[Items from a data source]
<<<<

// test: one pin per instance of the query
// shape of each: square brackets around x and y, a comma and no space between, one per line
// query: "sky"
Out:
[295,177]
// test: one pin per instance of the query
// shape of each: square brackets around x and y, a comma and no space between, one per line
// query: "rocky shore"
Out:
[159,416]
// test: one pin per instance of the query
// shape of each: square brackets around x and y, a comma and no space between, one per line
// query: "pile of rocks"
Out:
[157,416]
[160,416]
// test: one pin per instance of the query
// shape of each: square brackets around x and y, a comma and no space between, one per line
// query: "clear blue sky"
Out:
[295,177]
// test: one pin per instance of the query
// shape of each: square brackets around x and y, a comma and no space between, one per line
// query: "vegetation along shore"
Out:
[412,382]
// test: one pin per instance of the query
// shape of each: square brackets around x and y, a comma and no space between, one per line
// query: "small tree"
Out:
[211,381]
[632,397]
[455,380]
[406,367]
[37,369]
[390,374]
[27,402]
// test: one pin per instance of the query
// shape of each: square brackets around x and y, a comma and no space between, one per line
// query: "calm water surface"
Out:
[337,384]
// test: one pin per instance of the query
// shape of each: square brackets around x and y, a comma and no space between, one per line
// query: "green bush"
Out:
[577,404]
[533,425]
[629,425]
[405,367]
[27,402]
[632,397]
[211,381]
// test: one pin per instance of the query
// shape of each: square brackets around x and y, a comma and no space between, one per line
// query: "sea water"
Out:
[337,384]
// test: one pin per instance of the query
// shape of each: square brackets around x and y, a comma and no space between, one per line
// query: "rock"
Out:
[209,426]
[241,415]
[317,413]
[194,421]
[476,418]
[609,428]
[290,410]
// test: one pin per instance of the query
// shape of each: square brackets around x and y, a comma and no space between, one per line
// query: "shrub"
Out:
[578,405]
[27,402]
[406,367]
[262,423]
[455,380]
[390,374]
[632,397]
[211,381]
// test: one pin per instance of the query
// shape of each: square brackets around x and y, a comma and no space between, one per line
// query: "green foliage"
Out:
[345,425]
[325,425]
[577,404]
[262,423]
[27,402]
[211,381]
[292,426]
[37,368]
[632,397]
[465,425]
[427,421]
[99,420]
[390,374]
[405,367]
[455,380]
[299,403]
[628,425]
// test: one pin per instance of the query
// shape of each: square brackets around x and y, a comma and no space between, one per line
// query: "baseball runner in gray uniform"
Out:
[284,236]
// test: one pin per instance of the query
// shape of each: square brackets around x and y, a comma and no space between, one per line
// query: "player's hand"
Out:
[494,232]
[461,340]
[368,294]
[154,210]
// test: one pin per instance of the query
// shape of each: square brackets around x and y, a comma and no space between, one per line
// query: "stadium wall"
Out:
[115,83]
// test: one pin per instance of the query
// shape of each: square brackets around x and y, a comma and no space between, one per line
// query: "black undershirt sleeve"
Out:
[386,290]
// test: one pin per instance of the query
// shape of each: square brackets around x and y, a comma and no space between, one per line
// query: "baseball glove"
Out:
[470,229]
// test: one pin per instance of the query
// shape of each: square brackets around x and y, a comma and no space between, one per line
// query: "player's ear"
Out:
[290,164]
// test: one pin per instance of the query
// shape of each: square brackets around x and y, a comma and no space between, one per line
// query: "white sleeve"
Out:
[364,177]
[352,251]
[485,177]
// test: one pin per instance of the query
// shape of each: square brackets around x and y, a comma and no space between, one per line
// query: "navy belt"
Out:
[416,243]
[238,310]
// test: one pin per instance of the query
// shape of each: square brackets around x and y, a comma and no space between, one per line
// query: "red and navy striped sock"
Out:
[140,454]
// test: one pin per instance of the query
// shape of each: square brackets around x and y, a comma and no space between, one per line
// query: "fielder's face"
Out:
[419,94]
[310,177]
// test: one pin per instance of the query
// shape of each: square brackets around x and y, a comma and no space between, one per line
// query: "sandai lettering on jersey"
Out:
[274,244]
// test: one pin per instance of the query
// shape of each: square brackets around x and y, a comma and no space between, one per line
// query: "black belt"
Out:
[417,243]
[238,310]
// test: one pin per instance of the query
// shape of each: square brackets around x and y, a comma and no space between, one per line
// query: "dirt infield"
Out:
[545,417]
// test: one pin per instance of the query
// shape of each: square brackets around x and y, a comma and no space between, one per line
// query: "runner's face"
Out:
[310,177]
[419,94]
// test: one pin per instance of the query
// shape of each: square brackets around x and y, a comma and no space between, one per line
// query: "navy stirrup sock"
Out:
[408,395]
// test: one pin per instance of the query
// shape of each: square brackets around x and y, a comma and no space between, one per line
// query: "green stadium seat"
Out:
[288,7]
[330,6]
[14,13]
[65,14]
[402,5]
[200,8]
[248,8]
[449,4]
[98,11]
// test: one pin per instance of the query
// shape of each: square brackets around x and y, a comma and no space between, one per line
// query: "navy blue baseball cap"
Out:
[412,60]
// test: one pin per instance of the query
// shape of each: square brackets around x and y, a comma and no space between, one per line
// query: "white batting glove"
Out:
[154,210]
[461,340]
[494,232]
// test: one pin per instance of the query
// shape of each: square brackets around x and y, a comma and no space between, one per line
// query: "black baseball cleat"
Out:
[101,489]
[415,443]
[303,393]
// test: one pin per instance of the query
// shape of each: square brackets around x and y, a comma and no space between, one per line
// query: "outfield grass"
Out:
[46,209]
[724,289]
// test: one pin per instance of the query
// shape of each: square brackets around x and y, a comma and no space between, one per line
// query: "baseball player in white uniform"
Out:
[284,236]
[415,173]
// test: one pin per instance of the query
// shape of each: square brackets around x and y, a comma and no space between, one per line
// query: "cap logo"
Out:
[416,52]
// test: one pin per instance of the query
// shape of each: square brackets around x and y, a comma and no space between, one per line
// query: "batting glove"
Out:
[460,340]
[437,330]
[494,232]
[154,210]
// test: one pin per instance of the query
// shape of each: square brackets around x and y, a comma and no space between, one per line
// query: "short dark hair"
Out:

>>>>

Show all lines in the entries above where the word "glove" appears.

// query: "baseball glove"
// query: "white batting glove"
// query: "batting glove"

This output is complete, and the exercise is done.